Examine the material below and count the lines that hold the word "table". Report only the number.

*** Block opens ***

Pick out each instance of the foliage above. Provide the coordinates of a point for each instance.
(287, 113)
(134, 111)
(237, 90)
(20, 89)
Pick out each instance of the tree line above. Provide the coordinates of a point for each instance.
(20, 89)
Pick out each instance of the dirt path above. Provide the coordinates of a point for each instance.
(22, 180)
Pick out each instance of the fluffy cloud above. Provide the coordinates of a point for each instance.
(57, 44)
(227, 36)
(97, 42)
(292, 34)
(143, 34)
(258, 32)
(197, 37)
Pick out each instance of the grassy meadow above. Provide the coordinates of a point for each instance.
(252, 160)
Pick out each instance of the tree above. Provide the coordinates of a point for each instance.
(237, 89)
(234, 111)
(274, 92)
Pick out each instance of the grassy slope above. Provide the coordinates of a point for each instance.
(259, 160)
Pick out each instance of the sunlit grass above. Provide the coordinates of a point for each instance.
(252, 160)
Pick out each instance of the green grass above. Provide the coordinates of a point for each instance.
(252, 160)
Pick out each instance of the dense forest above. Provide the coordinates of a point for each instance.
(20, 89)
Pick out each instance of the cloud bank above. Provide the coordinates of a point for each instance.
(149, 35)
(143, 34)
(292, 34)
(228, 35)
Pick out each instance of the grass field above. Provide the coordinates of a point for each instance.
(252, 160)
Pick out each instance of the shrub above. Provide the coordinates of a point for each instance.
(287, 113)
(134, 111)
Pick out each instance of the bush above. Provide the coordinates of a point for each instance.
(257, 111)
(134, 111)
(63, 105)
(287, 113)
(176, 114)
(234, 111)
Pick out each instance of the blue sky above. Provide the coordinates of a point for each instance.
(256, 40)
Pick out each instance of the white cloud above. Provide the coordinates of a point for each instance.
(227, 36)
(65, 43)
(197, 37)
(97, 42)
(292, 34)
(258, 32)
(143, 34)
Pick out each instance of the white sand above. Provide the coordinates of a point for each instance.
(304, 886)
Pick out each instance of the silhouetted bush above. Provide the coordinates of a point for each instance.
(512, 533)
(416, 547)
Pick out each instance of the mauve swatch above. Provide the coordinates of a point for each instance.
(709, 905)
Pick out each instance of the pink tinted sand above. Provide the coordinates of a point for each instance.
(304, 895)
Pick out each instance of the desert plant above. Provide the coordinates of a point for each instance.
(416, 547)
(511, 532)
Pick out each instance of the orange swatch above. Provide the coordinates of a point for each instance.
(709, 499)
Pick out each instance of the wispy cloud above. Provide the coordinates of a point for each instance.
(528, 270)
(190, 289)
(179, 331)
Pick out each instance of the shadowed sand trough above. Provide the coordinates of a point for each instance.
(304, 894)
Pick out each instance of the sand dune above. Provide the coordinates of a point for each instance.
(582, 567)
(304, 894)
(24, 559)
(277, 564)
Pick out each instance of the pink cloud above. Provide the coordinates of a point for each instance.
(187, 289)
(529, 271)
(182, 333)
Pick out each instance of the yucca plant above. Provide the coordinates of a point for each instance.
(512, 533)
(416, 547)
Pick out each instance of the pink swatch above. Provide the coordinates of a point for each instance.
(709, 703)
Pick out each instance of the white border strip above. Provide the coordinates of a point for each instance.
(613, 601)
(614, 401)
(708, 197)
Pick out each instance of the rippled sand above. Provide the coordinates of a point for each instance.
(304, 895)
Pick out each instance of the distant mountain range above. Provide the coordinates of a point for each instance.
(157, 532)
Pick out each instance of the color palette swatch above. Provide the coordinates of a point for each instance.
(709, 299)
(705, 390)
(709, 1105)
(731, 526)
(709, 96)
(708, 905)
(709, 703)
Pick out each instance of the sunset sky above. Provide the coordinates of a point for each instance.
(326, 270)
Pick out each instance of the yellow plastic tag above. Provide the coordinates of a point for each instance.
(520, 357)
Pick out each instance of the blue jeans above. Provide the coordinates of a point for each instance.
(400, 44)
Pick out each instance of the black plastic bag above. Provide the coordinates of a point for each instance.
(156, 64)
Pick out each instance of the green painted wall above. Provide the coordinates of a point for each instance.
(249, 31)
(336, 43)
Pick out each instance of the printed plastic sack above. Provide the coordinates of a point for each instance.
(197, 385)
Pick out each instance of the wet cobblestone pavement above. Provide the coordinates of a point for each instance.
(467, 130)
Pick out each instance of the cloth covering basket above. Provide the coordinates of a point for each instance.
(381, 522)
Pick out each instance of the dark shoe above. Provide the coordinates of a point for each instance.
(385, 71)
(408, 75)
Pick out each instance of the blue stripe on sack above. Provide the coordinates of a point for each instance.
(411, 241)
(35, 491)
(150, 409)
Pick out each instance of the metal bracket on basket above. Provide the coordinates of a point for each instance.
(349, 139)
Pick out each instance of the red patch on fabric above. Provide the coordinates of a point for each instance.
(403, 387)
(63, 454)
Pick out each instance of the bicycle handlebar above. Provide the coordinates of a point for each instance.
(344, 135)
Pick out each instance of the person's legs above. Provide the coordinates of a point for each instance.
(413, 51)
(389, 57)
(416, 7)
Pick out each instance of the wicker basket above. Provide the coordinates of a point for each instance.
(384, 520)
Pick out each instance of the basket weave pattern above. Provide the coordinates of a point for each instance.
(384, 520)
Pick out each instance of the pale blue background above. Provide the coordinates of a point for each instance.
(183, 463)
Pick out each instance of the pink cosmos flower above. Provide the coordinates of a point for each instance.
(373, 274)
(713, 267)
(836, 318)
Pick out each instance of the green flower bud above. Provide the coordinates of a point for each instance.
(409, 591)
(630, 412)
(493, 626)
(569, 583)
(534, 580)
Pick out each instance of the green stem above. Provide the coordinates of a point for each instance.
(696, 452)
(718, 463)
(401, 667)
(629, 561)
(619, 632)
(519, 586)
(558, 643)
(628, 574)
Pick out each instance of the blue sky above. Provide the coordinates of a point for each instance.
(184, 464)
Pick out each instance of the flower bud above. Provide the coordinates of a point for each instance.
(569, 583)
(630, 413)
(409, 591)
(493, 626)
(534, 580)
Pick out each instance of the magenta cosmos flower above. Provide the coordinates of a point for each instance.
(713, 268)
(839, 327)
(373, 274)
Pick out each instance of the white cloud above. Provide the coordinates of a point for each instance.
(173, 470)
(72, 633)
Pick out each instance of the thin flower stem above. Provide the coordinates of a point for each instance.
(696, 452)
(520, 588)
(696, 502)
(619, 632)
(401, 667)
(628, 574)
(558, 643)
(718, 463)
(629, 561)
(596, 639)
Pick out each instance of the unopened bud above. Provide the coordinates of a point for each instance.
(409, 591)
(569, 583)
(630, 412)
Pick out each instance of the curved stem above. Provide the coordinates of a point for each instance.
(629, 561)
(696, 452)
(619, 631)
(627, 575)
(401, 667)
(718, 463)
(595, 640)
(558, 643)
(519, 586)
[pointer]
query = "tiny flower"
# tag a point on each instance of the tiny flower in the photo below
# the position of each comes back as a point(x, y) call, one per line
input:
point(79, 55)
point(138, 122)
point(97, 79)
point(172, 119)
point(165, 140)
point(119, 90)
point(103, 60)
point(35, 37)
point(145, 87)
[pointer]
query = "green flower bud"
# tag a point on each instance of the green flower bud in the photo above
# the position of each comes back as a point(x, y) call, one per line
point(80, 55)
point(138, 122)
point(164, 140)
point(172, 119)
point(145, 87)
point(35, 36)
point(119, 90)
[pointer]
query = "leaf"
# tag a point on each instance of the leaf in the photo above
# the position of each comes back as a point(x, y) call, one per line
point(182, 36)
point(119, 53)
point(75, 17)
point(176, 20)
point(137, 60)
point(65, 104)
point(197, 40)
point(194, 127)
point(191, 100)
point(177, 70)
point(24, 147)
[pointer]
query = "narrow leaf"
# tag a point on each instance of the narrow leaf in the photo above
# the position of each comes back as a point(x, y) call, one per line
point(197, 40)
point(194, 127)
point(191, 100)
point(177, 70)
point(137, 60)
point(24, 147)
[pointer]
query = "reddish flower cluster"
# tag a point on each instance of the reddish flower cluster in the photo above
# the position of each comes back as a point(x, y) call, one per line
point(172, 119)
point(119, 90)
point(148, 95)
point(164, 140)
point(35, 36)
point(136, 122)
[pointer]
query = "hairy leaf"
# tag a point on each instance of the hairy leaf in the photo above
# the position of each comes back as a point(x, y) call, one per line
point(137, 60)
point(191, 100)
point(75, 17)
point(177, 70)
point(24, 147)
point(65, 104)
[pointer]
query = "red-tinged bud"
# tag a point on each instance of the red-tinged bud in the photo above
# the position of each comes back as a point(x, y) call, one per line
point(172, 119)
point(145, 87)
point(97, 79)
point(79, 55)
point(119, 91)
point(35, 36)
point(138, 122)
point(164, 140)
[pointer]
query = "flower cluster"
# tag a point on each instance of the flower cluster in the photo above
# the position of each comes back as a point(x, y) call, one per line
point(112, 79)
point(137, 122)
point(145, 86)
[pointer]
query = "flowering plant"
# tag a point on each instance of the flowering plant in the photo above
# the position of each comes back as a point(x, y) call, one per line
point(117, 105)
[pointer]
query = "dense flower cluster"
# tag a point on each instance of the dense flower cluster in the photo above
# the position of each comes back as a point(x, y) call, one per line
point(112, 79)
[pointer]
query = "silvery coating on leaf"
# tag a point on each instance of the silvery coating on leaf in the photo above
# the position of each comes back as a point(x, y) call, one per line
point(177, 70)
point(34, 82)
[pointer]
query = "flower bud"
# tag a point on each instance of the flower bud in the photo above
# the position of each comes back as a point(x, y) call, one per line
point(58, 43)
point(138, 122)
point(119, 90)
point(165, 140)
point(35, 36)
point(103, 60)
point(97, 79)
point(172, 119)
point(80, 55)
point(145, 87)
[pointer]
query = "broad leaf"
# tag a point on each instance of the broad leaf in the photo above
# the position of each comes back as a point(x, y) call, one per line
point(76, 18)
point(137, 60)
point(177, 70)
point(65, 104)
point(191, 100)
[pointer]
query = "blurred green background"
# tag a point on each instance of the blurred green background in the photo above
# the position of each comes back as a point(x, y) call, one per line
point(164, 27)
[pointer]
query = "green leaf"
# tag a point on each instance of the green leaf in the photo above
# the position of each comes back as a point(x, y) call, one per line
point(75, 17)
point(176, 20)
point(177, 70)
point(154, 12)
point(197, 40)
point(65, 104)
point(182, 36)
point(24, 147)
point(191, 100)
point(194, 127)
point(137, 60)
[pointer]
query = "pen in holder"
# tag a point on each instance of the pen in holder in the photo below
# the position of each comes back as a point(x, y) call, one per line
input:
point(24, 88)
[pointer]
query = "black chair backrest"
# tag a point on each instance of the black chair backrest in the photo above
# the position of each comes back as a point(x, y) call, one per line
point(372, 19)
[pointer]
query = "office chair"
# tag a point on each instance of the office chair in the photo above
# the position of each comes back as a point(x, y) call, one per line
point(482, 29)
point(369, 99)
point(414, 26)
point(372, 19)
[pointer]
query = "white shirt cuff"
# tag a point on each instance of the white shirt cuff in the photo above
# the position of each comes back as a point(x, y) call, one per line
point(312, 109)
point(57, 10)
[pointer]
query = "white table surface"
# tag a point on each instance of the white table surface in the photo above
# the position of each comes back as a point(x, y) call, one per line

*** Block closes ***

→ **Answer space**:
2